Material:
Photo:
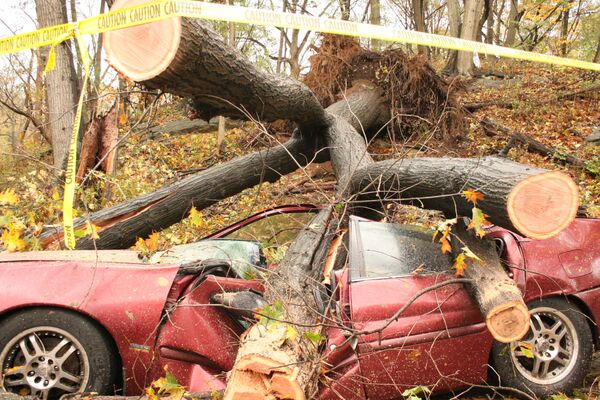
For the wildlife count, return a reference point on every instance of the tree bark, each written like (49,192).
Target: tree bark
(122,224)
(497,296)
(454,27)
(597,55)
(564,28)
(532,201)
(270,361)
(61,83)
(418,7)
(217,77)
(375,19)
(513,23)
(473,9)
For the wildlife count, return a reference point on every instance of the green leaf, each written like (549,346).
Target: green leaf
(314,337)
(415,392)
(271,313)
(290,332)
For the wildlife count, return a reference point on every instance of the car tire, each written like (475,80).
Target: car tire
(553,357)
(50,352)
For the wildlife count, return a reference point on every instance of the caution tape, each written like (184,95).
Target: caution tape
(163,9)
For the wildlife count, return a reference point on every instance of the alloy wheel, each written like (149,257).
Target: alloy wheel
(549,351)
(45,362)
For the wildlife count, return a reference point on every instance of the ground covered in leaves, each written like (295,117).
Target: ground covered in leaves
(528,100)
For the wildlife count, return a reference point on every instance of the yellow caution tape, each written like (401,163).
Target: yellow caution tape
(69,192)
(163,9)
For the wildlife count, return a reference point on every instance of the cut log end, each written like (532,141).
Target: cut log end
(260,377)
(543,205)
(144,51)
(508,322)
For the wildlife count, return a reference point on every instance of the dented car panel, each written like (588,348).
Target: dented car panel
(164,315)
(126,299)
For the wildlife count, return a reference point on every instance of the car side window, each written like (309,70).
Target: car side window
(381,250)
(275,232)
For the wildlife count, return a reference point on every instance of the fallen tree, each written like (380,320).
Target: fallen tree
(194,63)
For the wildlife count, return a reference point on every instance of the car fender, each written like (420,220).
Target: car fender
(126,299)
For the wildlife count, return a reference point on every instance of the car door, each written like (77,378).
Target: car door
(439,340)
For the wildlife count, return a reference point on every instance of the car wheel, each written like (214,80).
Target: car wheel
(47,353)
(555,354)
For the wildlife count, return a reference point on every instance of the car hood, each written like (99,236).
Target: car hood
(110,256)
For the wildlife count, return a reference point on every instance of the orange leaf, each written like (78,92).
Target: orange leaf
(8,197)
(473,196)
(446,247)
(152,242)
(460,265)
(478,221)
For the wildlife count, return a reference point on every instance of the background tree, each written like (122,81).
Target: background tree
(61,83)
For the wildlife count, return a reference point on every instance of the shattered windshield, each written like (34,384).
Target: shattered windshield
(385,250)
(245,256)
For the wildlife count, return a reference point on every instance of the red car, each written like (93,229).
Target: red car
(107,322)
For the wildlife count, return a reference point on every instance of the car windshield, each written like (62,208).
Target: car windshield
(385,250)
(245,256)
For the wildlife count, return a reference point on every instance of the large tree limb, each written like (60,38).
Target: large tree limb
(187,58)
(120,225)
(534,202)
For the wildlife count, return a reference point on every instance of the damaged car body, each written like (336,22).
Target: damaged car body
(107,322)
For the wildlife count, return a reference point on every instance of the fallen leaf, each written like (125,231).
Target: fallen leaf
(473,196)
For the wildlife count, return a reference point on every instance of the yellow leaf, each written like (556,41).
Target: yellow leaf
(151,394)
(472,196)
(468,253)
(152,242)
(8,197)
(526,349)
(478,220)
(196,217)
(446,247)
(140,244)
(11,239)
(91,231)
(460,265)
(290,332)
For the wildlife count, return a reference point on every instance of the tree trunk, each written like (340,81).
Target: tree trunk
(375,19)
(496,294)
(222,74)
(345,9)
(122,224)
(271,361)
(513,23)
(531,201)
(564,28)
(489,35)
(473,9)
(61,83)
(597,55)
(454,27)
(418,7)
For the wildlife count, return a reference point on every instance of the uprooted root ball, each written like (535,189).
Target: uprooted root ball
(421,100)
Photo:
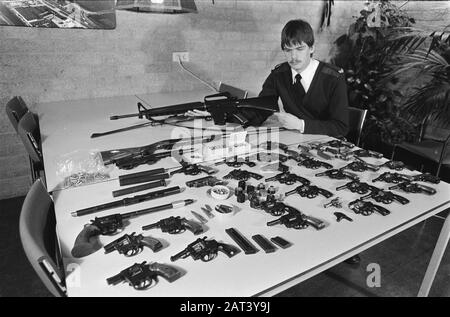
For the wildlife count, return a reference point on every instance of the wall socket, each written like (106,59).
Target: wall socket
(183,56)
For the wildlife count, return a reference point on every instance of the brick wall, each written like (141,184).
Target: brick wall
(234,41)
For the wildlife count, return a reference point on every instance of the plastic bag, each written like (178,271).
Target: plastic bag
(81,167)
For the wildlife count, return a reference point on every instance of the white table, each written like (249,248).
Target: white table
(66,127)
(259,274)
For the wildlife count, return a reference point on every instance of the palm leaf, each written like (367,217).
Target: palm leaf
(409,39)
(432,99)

==

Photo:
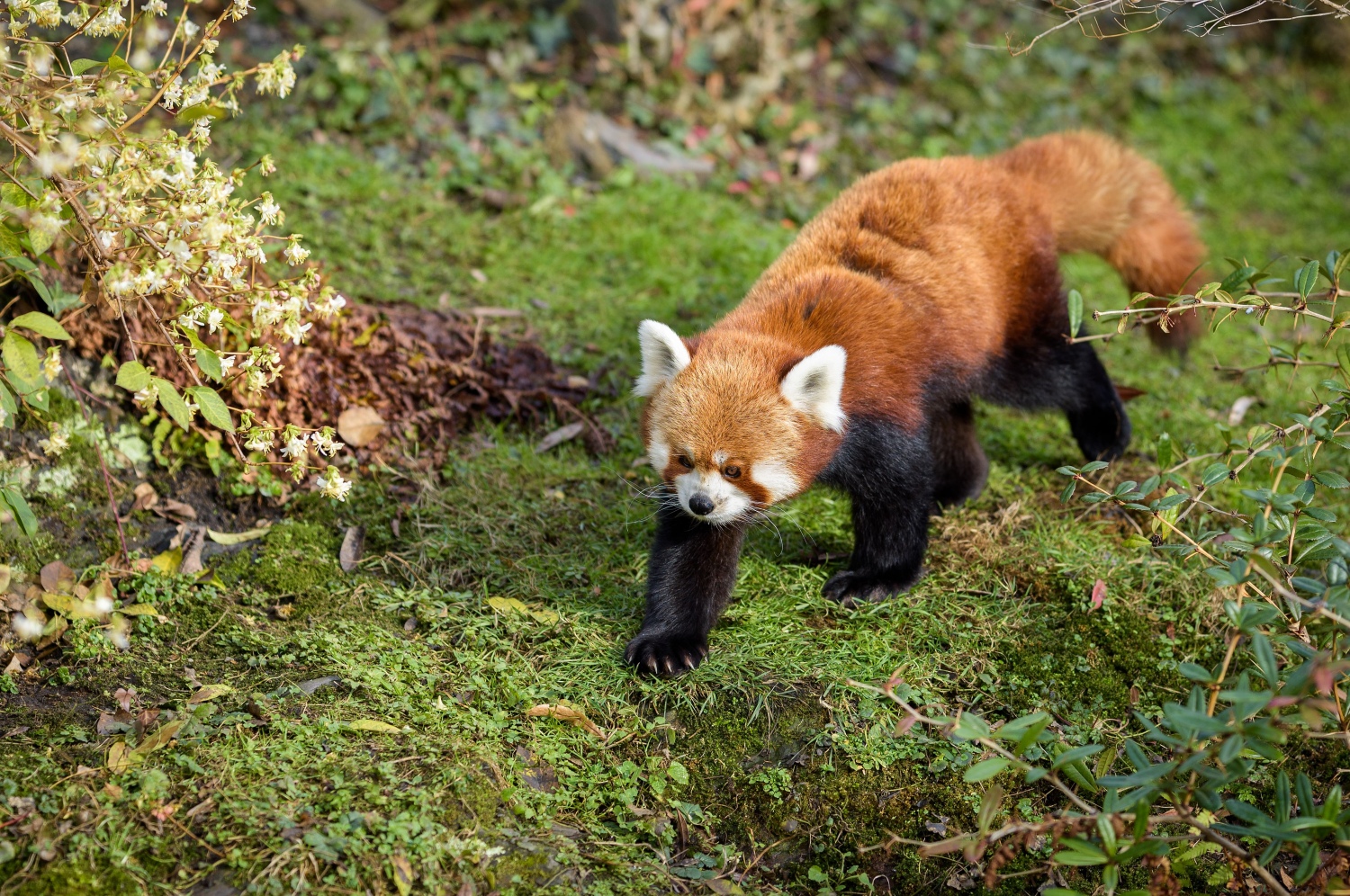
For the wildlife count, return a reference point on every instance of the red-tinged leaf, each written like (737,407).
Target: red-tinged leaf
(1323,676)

What you will do:
List every line above that contains the string "panel". Case counts.

Answer for the task:
For the wildlife count, return a reference point on every instance of the dented car panel, each written like (588,348).
Target: dented car panel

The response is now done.